(Work required): Pick out every line in the listing below that contains the string "target", treating uppercase and lowercase as distinct, and copy each such line in full.
# start of Data entries
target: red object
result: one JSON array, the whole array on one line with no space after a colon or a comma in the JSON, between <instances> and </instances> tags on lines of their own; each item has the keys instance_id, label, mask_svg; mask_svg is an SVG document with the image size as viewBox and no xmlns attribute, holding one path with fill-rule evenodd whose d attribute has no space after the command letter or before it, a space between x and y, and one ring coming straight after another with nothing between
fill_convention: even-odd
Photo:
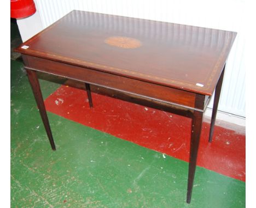
<instances>
[{"instance_id":1,"label":"red object","mask_svg":"<svg viewBox=\"0 0 256 208\"><path fill-rule=\"evenodd\" d=\"M33 0L11 0L10 16L11 18L27 17L36 13Z\"/></svg>"},{"instance_id":2,"label":"red object","mask_svg":"<svg viewBox=\"0 0 256 208\"><path fill-rule=\"evenodd\" d=\"M62 85L45 100L45 107L68 119L189 161L189 118L93 93L92 97L90 109L85 90ZM210 124L204 122L197 164L245 181L245 135L216 126L209 143L209 132Z\"/></svg>"}]
</instances>

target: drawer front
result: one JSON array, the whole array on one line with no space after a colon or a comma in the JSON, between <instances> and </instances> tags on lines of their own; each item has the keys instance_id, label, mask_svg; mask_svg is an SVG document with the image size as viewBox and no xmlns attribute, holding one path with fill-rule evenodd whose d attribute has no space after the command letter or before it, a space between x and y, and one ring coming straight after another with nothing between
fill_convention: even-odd
<instances>
[{"instance_id":1,"label":"drawer front","mask_svg":"<svg viewBox=\"0 0 256 208\"><path fill-rule=\"evenodd\" d=\"M22 55L26 66L92 84L178 105L195 106L196 94L94 69Z\"/></svg>"}]
</instances>

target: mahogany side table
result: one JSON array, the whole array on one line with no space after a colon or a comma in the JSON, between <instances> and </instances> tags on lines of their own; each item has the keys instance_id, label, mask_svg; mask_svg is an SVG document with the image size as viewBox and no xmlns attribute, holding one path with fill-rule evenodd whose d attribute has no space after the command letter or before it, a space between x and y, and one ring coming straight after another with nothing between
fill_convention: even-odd
<instances>
[{"instance_id":1,"label":"mahogany side table","mask_svg":"<svg viewBox=\"0 0 256 208\"><path fill-rule=\"evenodd\" d=\"M130 95L130 101L191 118L190 203L203 112L215 90L212 139L225 62L236 33L73 10L26 41L22 57L53 150L36 71Z\"/></svg>"}]
</instances>

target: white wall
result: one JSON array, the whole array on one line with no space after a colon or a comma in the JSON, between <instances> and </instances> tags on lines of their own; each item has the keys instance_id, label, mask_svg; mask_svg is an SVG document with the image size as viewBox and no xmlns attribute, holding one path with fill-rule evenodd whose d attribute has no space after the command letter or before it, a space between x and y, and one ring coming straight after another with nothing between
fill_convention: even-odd
<instances>
[{"instance_id":1,"label":"white wall","mask_svg":"<svg viewBox=\"0 0 256 208\"><path fill-rule=\"evenodd\" d=\"M34 16L17 21L24 41L73 9L237 32L226 65L218 109L245 117L245 1L36 0L35 2L37 11ZM212 104L213 100L209 109ZM218 113L217 118L222 119L220 115Z\"/></svg>"}]
</instances>

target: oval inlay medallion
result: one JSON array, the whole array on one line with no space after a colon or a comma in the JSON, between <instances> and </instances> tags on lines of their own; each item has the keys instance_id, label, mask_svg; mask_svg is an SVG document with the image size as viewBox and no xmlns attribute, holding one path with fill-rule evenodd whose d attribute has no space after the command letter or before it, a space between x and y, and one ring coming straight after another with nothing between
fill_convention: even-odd
<instances>
[{"instance_id":1,"label":"oval inlay medallion","mask_svg":"<svg viewBox=\"0 0 256 208\"><path fill-rule=\"evenodd\" d=\"M113 36L107 38L104 42L111 46L124 48L138 48L142 45L137 39L123 36Z\"/></svg>"}]
</instances>

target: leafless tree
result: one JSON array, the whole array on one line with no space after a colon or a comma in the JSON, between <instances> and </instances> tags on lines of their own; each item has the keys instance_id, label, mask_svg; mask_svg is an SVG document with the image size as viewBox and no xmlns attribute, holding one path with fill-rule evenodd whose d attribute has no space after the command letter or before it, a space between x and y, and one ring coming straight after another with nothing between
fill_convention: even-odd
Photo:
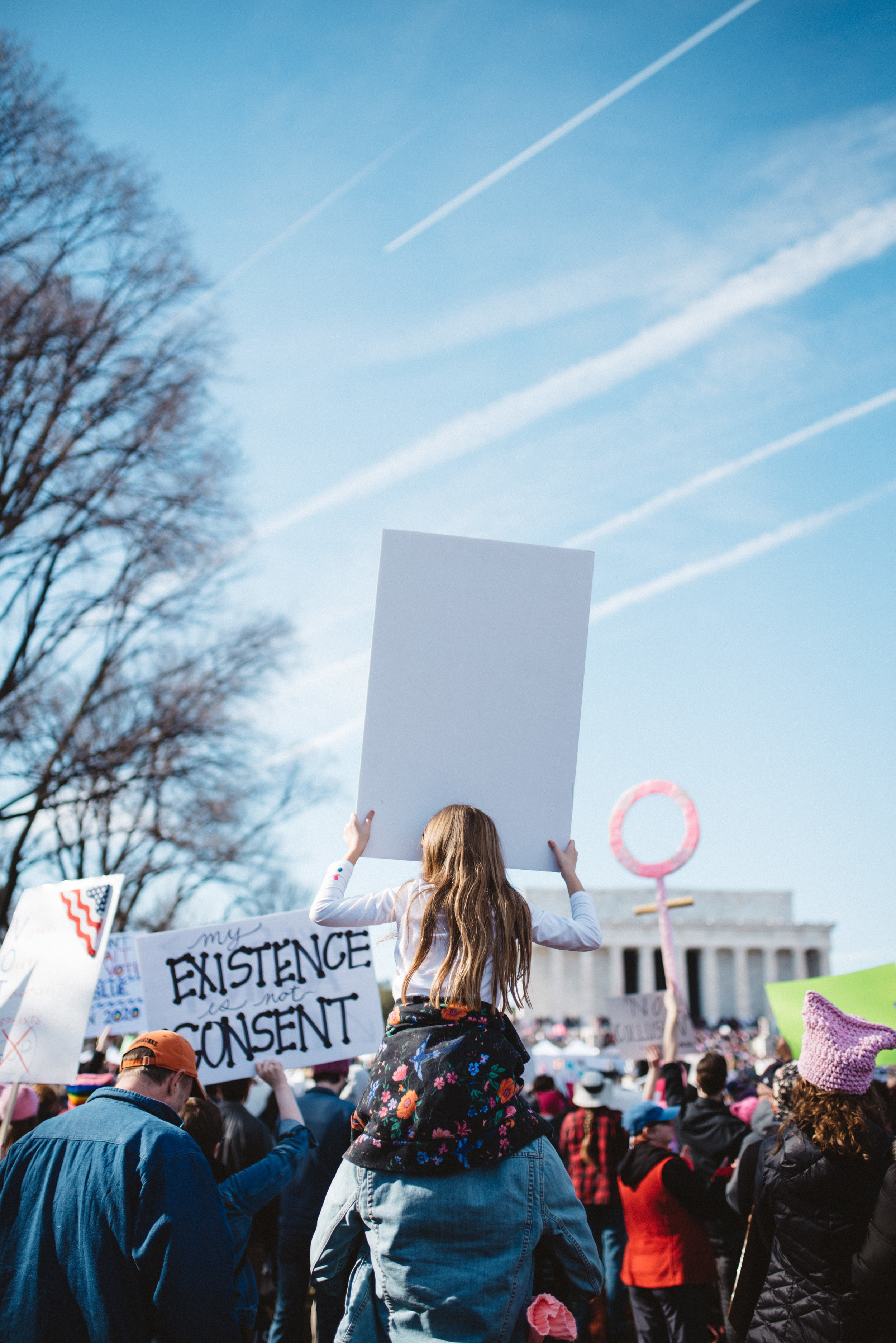
<instances>
[{"instance_id":1,"label":"leafless tree","mask_svg":"<svg viewBox=\"0 0 896 1343\"><path fill-rule=\"evenodd\" d=\"M221 626L243 535L184 240L0 36L0 925L27 873L123 870L119 923L270 882L295 779L252 700L286 631Z\"/></svg>"}]
</instances>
# end of Data entries
(Reply to the exercise):
target: red object
target: drawer front
target: mahogany side table
target: white wall
target: oval inlay medallion
target: leafless tree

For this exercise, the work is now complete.